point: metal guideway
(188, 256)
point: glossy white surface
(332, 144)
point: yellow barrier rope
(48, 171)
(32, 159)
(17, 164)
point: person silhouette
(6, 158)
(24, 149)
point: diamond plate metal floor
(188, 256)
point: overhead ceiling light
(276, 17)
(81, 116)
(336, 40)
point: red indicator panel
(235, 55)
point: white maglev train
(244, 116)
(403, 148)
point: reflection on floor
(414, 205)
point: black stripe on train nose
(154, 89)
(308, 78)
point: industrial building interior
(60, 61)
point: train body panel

::::::

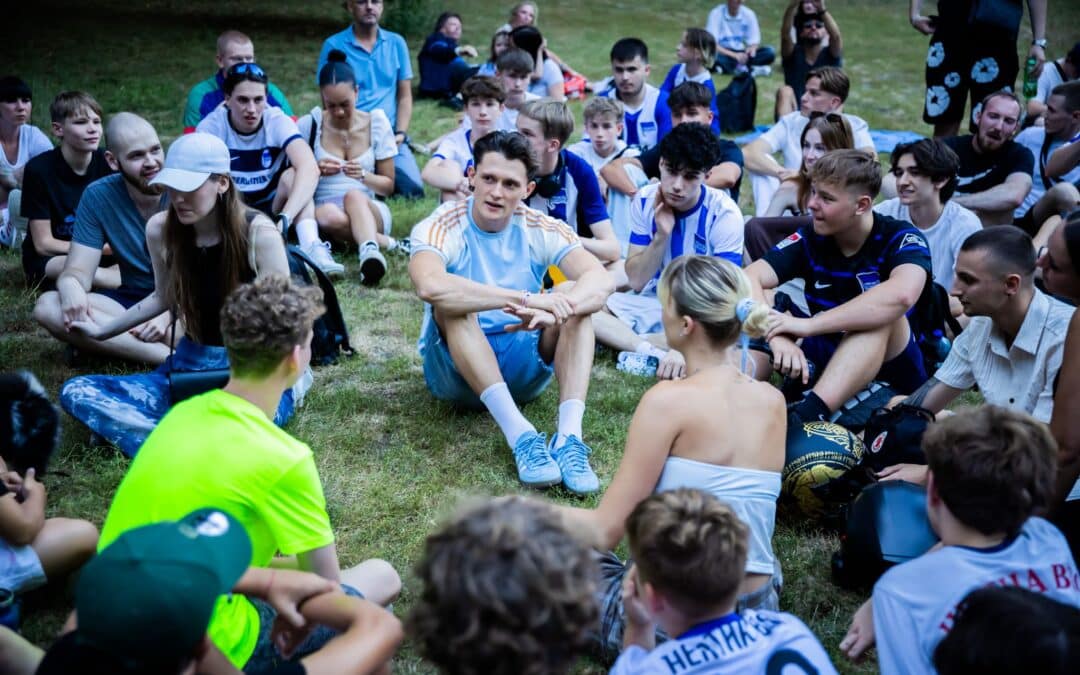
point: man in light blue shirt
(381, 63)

::::::

Which lines of the items contain the string "light"? Return each such line in full, matching case exactly.

▶ **Solution for this problem**:
point: overhead ceiling light
point: man in light blue shirt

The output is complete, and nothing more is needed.